Barbara Mary Willard (12 March 1909 – 18 February 1994) was a British novelist best known for children's historical fiction. Her "Mantlemass Chronicles" is a family saga set in 15th to 17th-century England. For one chronicle, The Iron Lily (1973), she won the annual Guardian Children's Fiction Prize, a once-in-a-lifetime book award judged by panel of British children's writers.

Life 
Willard was born in Brighton, Sussex in 1909, the daughter of the Shakespearean actor Edmund Willard and Mabel Theresa Tebbs. She was also the great-niece of Victorian-era actor Edward Smith Willard. The young Willard was educated at a convent school in Southampton.

Because of her family connections, Willard originally went on the stage as an actress and also worked as a playreader, but she was unsuccessful and abandoned acting in her early twenties. She wrote numerous books for adults before she turned to children's literature.

Very little about the author was written during her lifetime, because of her private nature. She died at a nursing home in Wivelsfield Green, East Sussex, on 18 February 1994.

Writing career 
The Grove of Green Holly (1967), which was a story about a group of 17th century travelling players who were hiding in a forest in Sussex from Oliver Cromwell's soldiers, spawned her most famous work, the Mantlemass series (1970–1981) including her Guardian Prize-winning book. Some other books were Hetty (1956), Storm from the West (1963), Three and One to Carry (1964), and Charity at Home (1965).

**TASK TO CARRY OUT:**
Please write out the Barbara Willard passage again in full, word for word. Draw only on the Barbara Willard passage; bring in nothing else.

**EXTRACTED DATA:**
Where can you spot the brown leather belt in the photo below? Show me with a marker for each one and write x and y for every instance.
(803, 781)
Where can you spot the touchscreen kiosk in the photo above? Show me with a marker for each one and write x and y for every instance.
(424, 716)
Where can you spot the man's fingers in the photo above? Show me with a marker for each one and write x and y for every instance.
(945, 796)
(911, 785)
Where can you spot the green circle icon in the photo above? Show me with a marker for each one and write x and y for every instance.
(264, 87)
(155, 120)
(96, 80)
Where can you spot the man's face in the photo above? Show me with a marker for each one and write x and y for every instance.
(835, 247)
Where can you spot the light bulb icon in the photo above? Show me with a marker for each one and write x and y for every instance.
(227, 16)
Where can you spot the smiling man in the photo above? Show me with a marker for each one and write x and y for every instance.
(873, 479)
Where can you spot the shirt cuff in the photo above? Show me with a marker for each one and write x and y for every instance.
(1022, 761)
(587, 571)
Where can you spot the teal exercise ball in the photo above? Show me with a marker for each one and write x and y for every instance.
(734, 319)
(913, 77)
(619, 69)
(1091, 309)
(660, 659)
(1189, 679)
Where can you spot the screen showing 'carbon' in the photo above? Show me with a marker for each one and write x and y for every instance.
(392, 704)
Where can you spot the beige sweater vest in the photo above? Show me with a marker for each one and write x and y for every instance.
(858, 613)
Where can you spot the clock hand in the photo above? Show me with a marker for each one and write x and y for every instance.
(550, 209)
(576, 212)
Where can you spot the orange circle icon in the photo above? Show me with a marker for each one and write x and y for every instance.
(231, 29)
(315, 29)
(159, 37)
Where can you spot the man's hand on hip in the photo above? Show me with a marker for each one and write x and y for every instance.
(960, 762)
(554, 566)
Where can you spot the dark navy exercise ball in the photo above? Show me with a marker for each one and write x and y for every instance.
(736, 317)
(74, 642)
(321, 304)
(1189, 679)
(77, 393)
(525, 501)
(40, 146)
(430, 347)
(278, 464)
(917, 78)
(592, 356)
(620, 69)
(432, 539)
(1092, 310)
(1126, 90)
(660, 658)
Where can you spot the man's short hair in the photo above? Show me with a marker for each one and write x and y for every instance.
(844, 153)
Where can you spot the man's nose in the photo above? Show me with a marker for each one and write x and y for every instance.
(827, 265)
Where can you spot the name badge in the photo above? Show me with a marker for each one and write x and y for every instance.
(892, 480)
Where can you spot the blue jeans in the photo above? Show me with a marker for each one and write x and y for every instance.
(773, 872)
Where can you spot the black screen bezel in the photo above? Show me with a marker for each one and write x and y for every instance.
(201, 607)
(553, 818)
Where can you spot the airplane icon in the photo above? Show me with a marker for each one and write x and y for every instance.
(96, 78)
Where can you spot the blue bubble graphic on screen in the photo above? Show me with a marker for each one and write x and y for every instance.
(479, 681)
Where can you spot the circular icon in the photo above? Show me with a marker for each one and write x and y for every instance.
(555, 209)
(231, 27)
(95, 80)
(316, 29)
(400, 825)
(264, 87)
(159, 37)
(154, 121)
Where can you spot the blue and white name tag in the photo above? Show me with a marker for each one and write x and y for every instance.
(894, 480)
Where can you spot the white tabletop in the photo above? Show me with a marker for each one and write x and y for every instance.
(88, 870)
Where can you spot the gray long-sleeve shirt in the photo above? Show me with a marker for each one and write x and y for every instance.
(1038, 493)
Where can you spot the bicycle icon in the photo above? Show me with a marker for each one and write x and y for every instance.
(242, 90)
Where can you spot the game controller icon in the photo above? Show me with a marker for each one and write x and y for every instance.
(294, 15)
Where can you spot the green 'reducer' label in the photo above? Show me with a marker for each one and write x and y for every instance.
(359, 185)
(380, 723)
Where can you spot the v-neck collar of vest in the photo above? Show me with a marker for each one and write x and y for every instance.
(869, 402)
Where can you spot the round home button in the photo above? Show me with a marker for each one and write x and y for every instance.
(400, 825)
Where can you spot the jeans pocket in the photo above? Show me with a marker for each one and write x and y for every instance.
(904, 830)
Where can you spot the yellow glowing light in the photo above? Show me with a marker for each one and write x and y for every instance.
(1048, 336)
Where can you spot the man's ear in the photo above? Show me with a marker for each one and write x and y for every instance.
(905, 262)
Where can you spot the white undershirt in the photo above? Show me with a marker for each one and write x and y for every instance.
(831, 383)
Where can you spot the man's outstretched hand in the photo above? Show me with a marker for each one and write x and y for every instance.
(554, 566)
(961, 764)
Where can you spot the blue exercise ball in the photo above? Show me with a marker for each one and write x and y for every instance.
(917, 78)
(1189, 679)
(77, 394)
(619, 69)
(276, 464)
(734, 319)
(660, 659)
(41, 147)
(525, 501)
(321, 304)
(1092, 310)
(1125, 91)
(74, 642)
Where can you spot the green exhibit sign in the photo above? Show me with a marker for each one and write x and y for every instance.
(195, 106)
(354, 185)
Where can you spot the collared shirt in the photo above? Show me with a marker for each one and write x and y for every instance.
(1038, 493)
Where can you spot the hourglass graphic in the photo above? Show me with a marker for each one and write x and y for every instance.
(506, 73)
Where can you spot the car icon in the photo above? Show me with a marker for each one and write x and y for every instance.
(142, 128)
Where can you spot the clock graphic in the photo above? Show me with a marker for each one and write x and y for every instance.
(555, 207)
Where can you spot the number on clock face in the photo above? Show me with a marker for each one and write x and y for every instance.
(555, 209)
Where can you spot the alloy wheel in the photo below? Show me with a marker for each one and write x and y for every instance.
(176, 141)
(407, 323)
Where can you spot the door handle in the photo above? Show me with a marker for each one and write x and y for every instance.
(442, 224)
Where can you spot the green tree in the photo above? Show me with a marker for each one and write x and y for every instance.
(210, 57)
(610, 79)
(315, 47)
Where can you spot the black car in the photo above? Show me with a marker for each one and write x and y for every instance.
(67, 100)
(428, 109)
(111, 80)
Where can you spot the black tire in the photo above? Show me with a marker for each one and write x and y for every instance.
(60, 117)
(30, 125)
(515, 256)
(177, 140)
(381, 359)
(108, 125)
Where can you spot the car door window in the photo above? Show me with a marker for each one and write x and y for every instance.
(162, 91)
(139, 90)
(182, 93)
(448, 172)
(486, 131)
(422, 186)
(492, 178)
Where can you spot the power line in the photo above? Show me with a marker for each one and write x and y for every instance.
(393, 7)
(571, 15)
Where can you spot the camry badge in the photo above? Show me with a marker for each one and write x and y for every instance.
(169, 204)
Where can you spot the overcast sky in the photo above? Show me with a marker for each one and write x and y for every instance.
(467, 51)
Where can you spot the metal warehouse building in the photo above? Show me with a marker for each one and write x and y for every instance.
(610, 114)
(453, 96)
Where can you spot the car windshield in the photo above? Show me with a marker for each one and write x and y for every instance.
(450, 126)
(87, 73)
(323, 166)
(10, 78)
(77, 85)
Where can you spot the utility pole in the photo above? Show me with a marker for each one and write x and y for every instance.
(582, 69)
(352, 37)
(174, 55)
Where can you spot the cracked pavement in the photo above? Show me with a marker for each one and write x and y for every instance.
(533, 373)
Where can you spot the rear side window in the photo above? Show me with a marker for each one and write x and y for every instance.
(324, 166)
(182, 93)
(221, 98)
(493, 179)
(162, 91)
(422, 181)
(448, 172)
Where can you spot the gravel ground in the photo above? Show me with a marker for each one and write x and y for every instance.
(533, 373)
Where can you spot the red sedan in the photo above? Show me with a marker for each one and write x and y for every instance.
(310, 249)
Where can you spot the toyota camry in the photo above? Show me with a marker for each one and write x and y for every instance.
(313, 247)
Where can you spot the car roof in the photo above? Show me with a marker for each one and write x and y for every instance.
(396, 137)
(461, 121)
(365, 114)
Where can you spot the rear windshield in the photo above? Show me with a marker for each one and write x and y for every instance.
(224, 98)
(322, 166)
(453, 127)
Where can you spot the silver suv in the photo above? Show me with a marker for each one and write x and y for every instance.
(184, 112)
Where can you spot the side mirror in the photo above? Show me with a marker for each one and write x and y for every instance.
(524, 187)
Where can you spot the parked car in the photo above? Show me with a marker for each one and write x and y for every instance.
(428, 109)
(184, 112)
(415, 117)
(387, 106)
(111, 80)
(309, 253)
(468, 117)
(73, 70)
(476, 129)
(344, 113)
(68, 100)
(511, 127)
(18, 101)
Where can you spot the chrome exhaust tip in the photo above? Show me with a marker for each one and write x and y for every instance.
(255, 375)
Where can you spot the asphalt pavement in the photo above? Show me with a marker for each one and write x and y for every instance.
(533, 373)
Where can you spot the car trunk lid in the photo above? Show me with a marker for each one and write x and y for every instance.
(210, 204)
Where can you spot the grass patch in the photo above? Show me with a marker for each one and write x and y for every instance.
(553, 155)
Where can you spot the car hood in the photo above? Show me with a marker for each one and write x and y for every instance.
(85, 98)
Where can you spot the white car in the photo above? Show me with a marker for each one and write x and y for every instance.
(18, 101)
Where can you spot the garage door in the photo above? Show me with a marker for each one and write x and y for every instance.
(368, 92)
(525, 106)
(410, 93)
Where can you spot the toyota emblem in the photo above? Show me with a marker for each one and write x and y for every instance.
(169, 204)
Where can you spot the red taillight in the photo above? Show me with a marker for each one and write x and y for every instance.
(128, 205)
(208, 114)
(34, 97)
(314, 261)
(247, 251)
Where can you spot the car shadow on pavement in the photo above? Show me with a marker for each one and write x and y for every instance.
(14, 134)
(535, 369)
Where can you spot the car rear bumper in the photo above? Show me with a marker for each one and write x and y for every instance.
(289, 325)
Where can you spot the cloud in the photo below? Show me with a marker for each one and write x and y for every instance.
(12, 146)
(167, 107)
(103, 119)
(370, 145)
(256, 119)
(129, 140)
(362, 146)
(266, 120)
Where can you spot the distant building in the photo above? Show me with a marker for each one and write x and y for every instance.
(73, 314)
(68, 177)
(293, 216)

**RESULT FOR THIS EXERCISE:**
Barbara Mary Willard (12 March 1909 – 18 February 1994) was a British novelist best known for children's historical fiction. Her "Mantlemass Chronicles" is a family saga set in 15th to 17th-century England. For one chronicle, The Iron Lily (1973), she won the annual Guardian Children's Fiction Prize, a once-in-a-lifetime book award judged by panel of British children's writers.

Life 
Willard was born in Brighton, Sussex in 1909, the daughter of the Shakespearean actor Edmund Willard and Mabel Theresa Tebbs. She was also the great-niece of Victorian-era actor Edward Smith Willard. The young Willard was educated at a convent school in Southampton.

Because of her family connections, Willard originally went on the stage as an actress and also worked as a playreader, but she was unsuccessful and abandoned acting in her early twenties. She wrote numerous books for adults before she turned to children's literature.

Very little about the author was written during her lifetime, because of her private nature. She died at a nursing home in Wivelsfield Green, East Sussex, on 18 February 1994.

Writing career 
The Grove of Green Holly (1967), which was a story about a group of 17th century travelling players who were hiding in a forest in Sussex from Oliver Cromwell's soldiers, spawned her most famous work, the Mantlemass series (1970–1981) including her Guardian Prize-winning book. Some other books were Hetty (1956), Storm from the West (1963), Three and One to Carry (1964), and Charity at Home (1965).